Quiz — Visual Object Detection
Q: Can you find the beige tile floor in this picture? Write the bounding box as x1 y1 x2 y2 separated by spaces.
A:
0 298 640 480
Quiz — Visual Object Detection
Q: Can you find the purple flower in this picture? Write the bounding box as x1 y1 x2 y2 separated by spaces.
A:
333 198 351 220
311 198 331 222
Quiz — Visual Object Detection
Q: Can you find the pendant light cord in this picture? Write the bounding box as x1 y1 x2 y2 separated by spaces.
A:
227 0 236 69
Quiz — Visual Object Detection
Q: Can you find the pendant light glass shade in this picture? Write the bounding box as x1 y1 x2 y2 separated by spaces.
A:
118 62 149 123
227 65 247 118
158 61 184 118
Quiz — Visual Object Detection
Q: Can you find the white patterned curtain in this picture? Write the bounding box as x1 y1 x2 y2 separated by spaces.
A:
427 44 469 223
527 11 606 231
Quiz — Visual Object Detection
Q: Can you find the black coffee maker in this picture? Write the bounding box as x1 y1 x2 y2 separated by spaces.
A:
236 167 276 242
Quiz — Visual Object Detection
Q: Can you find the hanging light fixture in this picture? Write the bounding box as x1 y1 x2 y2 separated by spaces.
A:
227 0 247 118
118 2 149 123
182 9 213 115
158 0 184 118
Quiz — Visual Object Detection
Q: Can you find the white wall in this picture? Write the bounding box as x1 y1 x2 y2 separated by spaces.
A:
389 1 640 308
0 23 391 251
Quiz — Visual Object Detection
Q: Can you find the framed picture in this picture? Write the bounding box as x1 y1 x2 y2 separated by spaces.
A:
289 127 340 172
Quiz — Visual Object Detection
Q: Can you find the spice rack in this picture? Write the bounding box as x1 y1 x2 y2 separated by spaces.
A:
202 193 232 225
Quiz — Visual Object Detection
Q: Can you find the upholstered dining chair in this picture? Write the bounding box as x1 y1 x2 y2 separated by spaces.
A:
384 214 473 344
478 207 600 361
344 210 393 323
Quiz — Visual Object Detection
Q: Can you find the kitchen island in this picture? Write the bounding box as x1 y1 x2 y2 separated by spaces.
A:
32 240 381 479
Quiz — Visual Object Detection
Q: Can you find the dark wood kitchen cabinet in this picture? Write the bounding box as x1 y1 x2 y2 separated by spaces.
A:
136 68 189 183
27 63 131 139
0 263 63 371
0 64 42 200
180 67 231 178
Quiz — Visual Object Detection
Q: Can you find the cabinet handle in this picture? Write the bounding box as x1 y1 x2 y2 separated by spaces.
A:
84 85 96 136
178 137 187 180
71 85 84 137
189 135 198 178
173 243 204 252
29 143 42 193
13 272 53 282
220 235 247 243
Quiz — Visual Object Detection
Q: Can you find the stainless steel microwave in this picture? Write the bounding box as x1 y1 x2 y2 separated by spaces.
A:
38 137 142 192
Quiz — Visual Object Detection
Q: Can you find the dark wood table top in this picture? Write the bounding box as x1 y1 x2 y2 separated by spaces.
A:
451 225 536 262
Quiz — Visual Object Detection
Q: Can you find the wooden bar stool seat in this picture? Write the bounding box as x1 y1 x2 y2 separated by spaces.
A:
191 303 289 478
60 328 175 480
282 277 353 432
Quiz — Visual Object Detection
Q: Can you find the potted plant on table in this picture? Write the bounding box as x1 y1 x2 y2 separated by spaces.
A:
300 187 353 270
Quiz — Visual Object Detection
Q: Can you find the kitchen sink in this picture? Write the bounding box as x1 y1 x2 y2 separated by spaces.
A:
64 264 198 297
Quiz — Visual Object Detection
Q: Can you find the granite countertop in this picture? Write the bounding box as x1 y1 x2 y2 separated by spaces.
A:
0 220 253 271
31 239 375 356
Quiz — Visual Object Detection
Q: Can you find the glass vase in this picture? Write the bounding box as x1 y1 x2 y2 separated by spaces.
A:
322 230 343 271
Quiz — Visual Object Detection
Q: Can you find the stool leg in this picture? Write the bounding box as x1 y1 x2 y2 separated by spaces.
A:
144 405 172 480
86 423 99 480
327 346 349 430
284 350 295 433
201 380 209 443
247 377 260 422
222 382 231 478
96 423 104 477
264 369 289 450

========================================================================

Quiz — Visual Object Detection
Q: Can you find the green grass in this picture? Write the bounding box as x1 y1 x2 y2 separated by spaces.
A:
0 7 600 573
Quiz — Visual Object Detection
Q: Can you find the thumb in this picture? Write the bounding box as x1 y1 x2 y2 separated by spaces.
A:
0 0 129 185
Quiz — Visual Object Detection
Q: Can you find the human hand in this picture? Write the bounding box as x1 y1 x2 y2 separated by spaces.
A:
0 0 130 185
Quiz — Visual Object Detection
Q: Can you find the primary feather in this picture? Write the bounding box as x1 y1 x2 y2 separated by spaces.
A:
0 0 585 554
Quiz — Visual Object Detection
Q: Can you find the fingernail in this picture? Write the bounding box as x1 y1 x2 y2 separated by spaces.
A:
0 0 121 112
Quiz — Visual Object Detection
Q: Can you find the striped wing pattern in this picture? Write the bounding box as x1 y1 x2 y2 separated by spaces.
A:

========================================================================

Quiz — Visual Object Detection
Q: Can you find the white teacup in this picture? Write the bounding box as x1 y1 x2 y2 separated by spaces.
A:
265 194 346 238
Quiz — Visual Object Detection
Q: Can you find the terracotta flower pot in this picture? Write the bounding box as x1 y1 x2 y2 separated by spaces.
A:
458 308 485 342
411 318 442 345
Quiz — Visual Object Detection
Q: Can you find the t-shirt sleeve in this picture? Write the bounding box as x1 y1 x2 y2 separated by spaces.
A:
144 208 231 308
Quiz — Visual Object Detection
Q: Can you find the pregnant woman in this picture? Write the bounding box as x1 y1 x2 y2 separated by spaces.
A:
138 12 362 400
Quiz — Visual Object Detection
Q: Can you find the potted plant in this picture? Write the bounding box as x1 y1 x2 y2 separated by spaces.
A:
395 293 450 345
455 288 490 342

========================================================================

== Given instruction ==
Count the lines in the records above that contain the word "flower". Reply with the number only.

== Task solution ==
2